===== Text provided =====

Waist Training, Instagram’s Biggest Workout Fad, Is BullS**t
Lindsay Lohan, the Kardashians, and numerous other reality stars are hawking a dangerous and useless method for losing weight.
More than half a million people liked Khloé Kardashian’s Instagram photo of herself wearing a waist trainer underneath her workout clothes when she posted it a few weeks ago. And more than 46 million people follow her. But if anyone were to imitate this particular picture, not only would they fail to become magically slimmer, they could seriously hurt themselves.
“If you wear [a waist trainer] during exercise, it would probably compromise your ability to exercise at a high intensity,” Dr. Caroline Apovian, director of the Center for Nutrition and Weight Management at Boston Medical Center, told The Daily Beast. “In extreme situations, you may damage your ribs.”

=====

** Questions on the material **
A: Which individual people does the waist training article name?
B: Resume the waist training article, picking up right after the quoted warning about damaging your ribs.
These entries come from a separate source.

===== Given records =====

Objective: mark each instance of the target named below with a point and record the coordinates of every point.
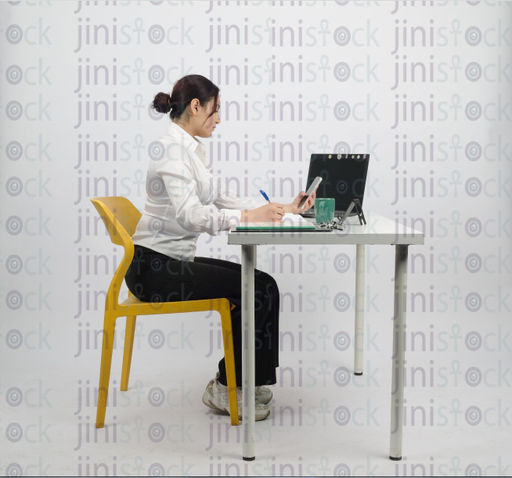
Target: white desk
(378, 230)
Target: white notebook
(289, 221)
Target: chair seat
(134, 306)
(121, 217)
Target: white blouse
(184, 198)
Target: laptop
(343, 178)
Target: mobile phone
(310, 191)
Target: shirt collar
(190, 143)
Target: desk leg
(398, 357)
(248, 366)
(359, 327)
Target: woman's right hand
(268, 213)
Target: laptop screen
(343, 178)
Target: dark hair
(184, 91)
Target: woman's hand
(268, 213)
(293, 207)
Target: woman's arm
(181, 186)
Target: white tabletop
(378, 230)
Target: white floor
(301, 437)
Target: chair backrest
(120, 217)
(120, 208)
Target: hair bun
(162, 103)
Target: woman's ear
(194, 106)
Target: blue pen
(265, 195)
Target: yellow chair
(121, 217)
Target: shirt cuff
(233, 216)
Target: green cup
(324, 209)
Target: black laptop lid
(343, 177)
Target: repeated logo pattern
(423, 87)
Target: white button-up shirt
(184, 198)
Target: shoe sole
(223, 411)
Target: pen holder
(324, 210)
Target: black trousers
(155, 277)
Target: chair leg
(229, 359)
(128, 349)
(109, 327)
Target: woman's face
(206, 123)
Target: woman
(183, 201)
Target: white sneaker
(216, 397)
(263, 394)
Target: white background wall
(53, 277)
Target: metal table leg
(398, 357)
(359, 322)
(248, 363)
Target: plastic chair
(121, 218)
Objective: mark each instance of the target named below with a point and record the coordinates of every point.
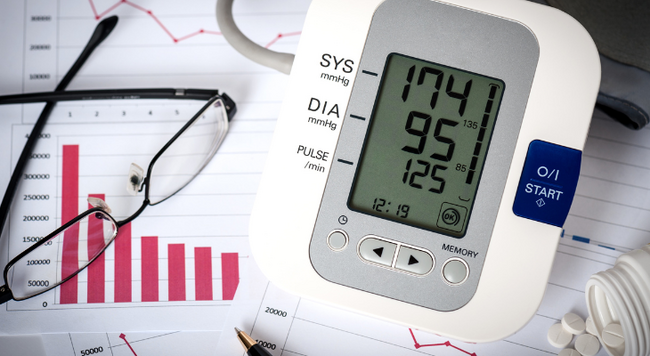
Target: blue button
(548, 183)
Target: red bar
(149, 268)
(123, 281)
(176, 271)
(229, 275)
(69, 210)
(96, 279)
(203, 273)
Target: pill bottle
(621, 295)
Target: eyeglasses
(177, 163)
(172, 168)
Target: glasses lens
(189, 152)
(61, 256)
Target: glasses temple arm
(101, 31)
(110, 94)
(5, 294)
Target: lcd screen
(426, 145)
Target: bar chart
(179, 251)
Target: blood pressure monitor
(425, 159)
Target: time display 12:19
(426, 145)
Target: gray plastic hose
(242, 44)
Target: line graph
(99, 15)
(417, 345)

=====

** Answer set **
A: Lindsay Lohan, Khloé Kardashian, Dr. Caroline Apovian

B:
Waist trainers are essentially modern-day corsets that use latex to cinch the abdomen rather than bones and laces. In the last two years, they have become a fixture on social media, especially Instagram, where stars falsely suggest that they can help women subtract inches from their measurements.
Kim Kardashian, Kylie Jenner, Amber Rose, Farrah Abraham, and Lindsay Lohan have all hawked them on the image-sharing service, showing off dramatic hourglass figures and directing their followers to online storefronts like WhatsAWaist.com, which promises that women who wear their shaping garment several hours a day can achieve “permanent waist-reduction.”
It’s the 16th century all over again, apparently. In fact, there is not much difference at all between latex waist trainers and old-fashioned corsets.
“They work along the same lines,” said Dr. Apovian. “Both pose health risks in terms of constricting organs and bones too tightly. Neither will help to achieve weight loss.”
And much like traditional corsetry, modern-day waist training can damage your body, as the good doctor warns. There are internal organs, after all, that take up space and can’t be willed out of existence.
“Waist trainers come with health risks if worn too tightly or too often,” said Dr. Apovian. “They can push the stomach beyond the diaphragm, causing reflux. They can also interfere with breathing.”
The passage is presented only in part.